++++ TEXTO FORNECIDO ++++

Poucos souberam do genocídio que aí aconteceu ou não queriam saber! Portugal
foi uma excepção: tentou chamar a atenção para os acontecimentos em Timor-Leste
desde que a Indonésia invadiu a antiga colónia portuguesa. Até hoje a
brutalidade e a repressão indonésia já provocou a morte a mais de 200 000
timorenses, numa tentativa de esmagar a voz dum povo que há 20 anos luta pelo
direito à autodeterminação.
Timor-Leste
pertenceu a Portugal desde o século XVI até 1975 Os timorenses não se sentiram
oprimidos pelos colonialistas. Muitos converteram-se desde já muito cedo ao
catolicismo. Na mitologia dos timorenses, os portugueses aparecem como irmãos.
O fim do
colonialismo português
Depois do 25 de
Abril, Portugal deu a liberdade à sua colónia no oceano índico bem como à
maioria das outras colónias. Então, em Timor Leste surgiram dois partidos: a
UDT (União Democrática de Timor), que defendia uma federação com Portugal e a
FRETILIN (Fronte Revolucionária de Timor Leste Independente) que aspirava à
independência depois de 5 anos de transição. Um partido chamado APODETI
(Associação Popular Democrática de Timor) que queria a unificação com a
Indonésia, não teve ressonância no povo.
Porém a Indonésia
reclamou para si o direito à posse da ilha. No fim do tempo do colonialismo,
Timor Leste era um país pouco desenvolvido embora seja rico em cobre, petróleo,
carvão e madeira de sândalo. Só a FRETILIN conseguiu apresentar um programa
para o desenvolvimento político e social de Timor. No dia 28 de Novembro de
1975 proclamou a "República Democrática de Timor Leste" para se opor
a uma invasão da Indonésia. A Tanzânia, a Argélia, Angola e Moçambique
reconheceram o novo estado. A ONU exigiu a retirada dos indonésios de Timor
Leste mas sem resultado.
A invasão pelos indonésios e as suas consequências
Esta proclamação
não conseguiu bloquear o mecanismo de guerra indonésio. No dia 7 de Dezembro de
1975, a Indonésia invadiu Timor Leste e começou um grande genocídio que
continua até hoje. Os militares mataram homens, mulheres e crianças. Isolaram a
ilha do resto do mundo, destruíram as colheitas e proibiram o cultivo dos
campos, para vencerem a resistência do povo através da fome. Duma população
constituída por 700.000 habitantes morreram já nos primeiros meses entre 60.000
e 100.000 timorenses.

++++ REGISTOS ++++

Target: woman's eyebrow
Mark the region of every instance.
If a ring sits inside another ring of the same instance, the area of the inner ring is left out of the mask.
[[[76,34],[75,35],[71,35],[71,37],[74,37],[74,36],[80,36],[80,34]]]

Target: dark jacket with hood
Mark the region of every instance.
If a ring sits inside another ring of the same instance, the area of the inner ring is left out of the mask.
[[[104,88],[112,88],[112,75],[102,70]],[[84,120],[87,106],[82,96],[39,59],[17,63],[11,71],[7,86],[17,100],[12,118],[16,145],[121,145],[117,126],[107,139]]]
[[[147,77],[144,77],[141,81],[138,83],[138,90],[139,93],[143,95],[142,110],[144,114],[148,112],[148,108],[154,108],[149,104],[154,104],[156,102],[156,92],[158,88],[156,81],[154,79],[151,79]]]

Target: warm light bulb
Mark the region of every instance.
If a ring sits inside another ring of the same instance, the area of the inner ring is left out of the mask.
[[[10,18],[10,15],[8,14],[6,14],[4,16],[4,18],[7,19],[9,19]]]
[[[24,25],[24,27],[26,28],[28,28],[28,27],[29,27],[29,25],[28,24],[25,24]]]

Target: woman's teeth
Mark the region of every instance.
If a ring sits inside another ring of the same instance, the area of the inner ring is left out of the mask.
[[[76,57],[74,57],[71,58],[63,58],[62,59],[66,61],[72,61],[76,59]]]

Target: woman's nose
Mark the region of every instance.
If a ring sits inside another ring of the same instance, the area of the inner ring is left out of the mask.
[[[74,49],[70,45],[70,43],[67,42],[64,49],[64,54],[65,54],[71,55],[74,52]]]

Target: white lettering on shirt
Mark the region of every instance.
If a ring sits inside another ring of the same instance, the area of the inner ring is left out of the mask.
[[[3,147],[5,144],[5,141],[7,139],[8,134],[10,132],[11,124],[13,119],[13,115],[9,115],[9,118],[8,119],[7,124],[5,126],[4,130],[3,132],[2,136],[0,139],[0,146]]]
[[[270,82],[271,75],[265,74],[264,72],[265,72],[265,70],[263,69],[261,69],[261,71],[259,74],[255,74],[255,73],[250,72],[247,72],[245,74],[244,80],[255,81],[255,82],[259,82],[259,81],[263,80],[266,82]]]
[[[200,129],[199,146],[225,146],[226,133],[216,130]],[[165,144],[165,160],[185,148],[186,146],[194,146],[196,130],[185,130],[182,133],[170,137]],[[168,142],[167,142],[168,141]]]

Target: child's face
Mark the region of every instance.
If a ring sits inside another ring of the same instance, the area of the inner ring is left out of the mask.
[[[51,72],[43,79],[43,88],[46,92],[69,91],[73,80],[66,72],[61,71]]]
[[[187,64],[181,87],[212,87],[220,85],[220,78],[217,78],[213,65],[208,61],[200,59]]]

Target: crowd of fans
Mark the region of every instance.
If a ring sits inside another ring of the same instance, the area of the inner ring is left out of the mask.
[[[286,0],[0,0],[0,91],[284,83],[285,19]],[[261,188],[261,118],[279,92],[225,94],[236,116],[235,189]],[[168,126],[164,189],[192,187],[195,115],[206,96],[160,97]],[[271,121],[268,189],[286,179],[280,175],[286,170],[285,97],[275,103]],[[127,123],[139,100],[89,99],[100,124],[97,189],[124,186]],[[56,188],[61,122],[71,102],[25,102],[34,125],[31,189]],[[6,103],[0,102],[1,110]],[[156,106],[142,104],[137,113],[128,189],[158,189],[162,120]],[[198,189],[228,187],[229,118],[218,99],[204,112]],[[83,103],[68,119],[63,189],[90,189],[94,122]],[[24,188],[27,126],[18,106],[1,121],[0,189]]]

++++

■ EXERCÍCIOS
a) Segundo o texto sobre Timor-Leste, com que objetivo destruíram os militares indonésios as colheitas e proibiram o cultivo dos campos? Responda em uma a três frases.
b) Enumere todas as riquezas naturais de Timor-Leste que o texto sobre Timor-Leste menciona.
c) Prossiga o texto sobre Timor-Leste a partir da última frase apresentada.

■ RESPOSTAS POR TAREFA
a) Os militares indonésios destruíram as colheitas e proibiram o cultivo dos campos para vencerem a resistência do povo timorense através da fome.

b) Cobre, petróleo, carvão e madeira de sândalo.

c)
Uma grande parte
da população fugiu para o interior montanhoso da ilha. Em 1979 as autoridades
indonésias prometeram uma amnistia para aqueles que capitulassem. Muitos
deixaram o seu esconderijo devido à fome e ao desespero, mas os ocupantes
mataram 10.000 civis e membros da FRETILIN, que tinham seguido a promessa de
amnistia.
Em 1979 grassava
grande fome. 80 % dos sobreviventes sofriam de malária, hepatite e tuberculose
e quase todos sofriam de subalimentação. O governo da Indonésia elaborou um
programa para a esterilização à força do povo de Timor Leste.
Apesar de todas
estas crueldades o governo indonésio não conseguiu vencer a resistência do
povo. Em Março de 1983 o governo acordou um armistício com a FRETILIN, mas já
em Agosto do mesmo ano a ilha foi atacada por 35.000 soldados indonésios. As
obras de assistência foram expulsas e raramente era permitido a visitantes
estrangeiros visitar a ilha.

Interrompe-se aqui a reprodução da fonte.